**Document excerpt**
By Chuck Graham, TucsonStage.com
photo by Tim Fuller
Metaphors bring life to Bill Epstein's solo theater piece.
"My Life In Sports," written and performed by Bill Epstein, is one of the most touching pieces of theater you will ever see. This one-man solo show is now playing at the Scoundrel & Scamp Theatre, 738 N. Fifth Ave.
With Bryan Rafael Falcon as director, using only stage props and theatrical effects, Epstein time and again creates stories that begin like jock tales that guys tell over beers after work -- then turn into life lessons which will break your heart.
"For when the one great scorer comes to mark against your name, He writes – not that you won or lost – but how you played the game."
People don't quote those famous words of immortal sportswriter Grantland Rice any more. Not since television advertising turned so many athletes into millionaires and erased from memory any notion that wanting to be an athlete proved you valued fair play more than anything else.
Epstein's life in organized sports began in 1953 in a small town in eastern Pennsylvania. He was eight years old, picked to play second base on a home team of 11- and 12-year-olds. Epstein's father owned the town's main clothing store.
Epstein doesn't say if his father played a role in the lad getting that job as second baseman, but there were 100 boys trying out for the team and Epstein loved baseball. He really wanted to play.
In loving detail he describes boyhood joys like how good that ball feels when it smacks into the leather pocket of his ball glove. The glove he cared for, kept well oiled and stored away each winter, wrapped with a baseball nestled deep inside.

**To do**
1. Update the review of "My Life In Sports" from the part that opens with the words containing "People don't quote" and closes with "main clothing store.", changing "Pennsylvania" to "Ohio".
2. Name every person mentioned by name in the review of "My Life In Sports."
3. Resume the review of "My Life In Sports" where it stops.

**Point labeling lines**
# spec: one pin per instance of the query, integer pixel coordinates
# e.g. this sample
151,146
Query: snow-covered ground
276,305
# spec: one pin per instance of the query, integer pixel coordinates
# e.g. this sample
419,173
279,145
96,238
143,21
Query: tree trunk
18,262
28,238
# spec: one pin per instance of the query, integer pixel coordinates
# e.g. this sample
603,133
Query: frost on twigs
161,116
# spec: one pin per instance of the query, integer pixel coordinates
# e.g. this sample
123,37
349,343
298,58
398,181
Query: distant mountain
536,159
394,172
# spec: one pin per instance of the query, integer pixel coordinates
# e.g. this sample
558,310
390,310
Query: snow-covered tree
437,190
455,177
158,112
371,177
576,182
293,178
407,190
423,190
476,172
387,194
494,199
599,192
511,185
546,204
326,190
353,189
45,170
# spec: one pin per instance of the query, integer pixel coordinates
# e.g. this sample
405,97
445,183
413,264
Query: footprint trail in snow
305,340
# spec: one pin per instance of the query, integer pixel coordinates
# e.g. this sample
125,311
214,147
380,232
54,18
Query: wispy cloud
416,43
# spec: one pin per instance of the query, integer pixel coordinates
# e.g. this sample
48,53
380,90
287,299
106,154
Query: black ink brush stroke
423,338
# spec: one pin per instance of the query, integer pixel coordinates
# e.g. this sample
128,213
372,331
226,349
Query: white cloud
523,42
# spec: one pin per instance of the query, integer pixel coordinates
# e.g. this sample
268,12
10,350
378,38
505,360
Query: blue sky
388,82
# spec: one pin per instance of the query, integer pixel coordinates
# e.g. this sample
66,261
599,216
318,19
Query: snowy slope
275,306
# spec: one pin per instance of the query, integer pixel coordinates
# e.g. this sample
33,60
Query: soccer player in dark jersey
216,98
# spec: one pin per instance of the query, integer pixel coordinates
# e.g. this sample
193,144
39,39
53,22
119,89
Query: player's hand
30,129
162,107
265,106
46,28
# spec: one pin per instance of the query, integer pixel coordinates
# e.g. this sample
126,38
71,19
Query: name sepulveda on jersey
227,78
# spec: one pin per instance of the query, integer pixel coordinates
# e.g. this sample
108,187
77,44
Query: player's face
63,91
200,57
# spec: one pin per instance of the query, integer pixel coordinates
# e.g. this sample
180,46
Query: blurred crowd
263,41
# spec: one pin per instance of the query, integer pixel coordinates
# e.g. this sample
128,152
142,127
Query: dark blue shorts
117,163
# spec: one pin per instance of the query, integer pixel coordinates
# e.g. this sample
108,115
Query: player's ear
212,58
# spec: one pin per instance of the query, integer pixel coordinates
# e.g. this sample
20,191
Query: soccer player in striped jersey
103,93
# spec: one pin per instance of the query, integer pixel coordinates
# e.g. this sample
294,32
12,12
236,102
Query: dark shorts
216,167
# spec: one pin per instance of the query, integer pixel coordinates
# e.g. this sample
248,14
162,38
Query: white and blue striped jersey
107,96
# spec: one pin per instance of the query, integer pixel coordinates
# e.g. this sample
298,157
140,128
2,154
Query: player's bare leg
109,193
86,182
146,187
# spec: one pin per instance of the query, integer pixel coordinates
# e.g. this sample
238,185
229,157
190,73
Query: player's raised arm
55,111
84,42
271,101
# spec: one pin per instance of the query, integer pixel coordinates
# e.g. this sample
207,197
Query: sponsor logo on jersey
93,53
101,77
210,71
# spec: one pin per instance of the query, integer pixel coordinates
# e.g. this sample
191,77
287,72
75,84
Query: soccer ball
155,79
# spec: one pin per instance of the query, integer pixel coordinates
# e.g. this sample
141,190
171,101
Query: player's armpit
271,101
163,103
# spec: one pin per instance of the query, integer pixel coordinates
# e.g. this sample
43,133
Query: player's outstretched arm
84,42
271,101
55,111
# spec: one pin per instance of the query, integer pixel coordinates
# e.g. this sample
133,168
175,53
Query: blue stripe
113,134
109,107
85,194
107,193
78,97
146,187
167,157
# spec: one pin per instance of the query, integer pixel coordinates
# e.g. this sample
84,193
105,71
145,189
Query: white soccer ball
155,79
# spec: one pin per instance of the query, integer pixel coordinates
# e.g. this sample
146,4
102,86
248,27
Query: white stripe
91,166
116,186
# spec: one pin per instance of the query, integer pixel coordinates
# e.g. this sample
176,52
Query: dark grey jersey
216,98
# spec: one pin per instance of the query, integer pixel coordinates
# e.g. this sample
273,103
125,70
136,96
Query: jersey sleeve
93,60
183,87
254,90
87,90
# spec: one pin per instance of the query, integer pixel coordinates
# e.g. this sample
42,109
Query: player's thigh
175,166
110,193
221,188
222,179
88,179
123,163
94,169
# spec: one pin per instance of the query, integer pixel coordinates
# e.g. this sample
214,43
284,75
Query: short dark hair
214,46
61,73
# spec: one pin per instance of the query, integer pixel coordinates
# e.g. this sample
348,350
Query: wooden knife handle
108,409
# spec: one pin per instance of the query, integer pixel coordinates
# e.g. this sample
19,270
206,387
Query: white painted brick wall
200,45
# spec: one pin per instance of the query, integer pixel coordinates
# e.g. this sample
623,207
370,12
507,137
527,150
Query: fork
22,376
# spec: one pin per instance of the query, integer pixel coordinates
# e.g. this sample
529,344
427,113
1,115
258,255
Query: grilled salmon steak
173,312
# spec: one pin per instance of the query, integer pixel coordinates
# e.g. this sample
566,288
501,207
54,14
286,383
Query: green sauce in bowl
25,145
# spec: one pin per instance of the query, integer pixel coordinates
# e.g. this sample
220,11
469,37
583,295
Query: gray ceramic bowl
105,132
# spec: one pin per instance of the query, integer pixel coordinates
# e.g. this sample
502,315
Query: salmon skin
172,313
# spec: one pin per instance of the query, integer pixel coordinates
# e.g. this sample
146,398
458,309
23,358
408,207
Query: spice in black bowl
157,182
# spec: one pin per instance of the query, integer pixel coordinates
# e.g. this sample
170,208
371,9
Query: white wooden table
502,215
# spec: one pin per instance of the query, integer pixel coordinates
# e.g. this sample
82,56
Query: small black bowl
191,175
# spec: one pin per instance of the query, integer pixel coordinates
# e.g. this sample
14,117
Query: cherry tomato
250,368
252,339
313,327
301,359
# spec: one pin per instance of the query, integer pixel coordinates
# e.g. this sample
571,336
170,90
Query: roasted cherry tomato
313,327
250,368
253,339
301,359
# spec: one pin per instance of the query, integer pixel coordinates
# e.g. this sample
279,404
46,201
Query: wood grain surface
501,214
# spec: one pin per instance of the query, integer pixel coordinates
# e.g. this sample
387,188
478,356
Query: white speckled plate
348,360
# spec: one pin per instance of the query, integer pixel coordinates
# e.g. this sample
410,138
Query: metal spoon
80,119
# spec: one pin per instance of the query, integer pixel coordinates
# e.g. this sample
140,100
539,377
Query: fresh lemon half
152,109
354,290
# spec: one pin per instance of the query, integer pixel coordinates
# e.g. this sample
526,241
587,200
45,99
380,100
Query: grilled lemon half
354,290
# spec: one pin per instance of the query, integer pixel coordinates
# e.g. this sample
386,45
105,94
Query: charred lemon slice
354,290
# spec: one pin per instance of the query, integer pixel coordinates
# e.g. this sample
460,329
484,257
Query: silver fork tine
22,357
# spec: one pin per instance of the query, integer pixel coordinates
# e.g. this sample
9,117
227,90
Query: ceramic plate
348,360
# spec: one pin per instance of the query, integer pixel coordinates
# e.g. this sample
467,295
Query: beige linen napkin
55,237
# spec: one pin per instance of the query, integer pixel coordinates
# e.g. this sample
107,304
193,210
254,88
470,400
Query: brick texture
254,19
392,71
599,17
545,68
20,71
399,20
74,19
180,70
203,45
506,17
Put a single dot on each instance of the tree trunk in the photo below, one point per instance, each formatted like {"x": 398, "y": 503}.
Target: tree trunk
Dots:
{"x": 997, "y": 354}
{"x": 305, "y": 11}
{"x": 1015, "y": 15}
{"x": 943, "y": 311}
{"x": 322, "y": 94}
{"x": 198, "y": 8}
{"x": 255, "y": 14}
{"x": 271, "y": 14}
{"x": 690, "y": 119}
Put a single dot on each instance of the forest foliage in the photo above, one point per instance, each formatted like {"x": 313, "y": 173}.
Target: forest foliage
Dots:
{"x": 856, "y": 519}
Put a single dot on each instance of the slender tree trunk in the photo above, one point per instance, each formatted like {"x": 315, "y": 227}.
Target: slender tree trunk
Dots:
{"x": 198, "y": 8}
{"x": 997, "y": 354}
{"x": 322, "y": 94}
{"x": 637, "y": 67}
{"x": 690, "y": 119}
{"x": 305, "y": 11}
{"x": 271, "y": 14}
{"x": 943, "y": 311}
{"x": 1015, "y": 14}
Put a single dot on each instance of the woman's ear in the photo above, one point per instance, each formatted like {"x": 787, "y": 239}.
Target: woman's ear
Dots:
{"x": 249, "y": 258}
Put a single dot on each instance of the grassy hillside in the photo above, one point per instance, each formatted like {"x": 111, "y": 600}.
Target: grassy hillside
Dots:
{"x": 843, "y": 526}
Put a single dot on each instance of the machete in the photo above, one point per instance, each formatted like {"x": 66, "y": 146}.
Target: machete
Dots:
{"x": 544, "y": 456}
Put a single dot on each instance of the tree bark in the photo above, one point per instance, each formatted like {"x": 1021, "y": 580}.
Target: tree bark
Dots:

**Results**
1.
People don't quote those famous words of immortal sportswriter Grantland Rice any more. Not since television advertising turned so many athletes into millionaires and erased from memory any notion that wanting to be an athlete proved you valued fair play more than anything else.
Epstein's life in organized sports began in 1953 in a small town in eastern Ohio. He was eight years old, picked to play second base on a home team of 11- and 12-year-olds. Epstein's father owned the town's main clothing store.

2. Chuck Graham, Tim Fuller, Bill Epstein, Bryan Rafael Falcon, Grantland Rice

3.
He tells us lots more, such as the pride he still feels over the time he once hit a ball so hard and so far, he "roofed it." Something few boys could ever do, he added.
And the game that went on, even after the town's tornado siren blew, and frantic wives were looking for their husbands at the ball field. Players were loyal. Nobody wanted to let down the other guys on the team.
Epstein also remembered his unhappy marriage with his wife and two teenage children, and how he stuck it out. Because that's what men did. It was the right thing to do.
But at the same time, in the 1970s and 1980s, social values were changing. By then Epstein was a professor of English back East. He was struck by how, instead of saying they wanted to become engineers and doctors, the male students started saying they wanted "to be happy."
Epstein didn't get it. Being happy was never a part of his deal. Then all of a sudden when he was 44, on an otherwise ordinary day on campus, he met Candace, a student dancer who was 26.
With instant love and happiness exploding into ecstasy, Epstein dumped all his responsible attitudes, left his responsible life and family. With no regrets and no home, he married Candace.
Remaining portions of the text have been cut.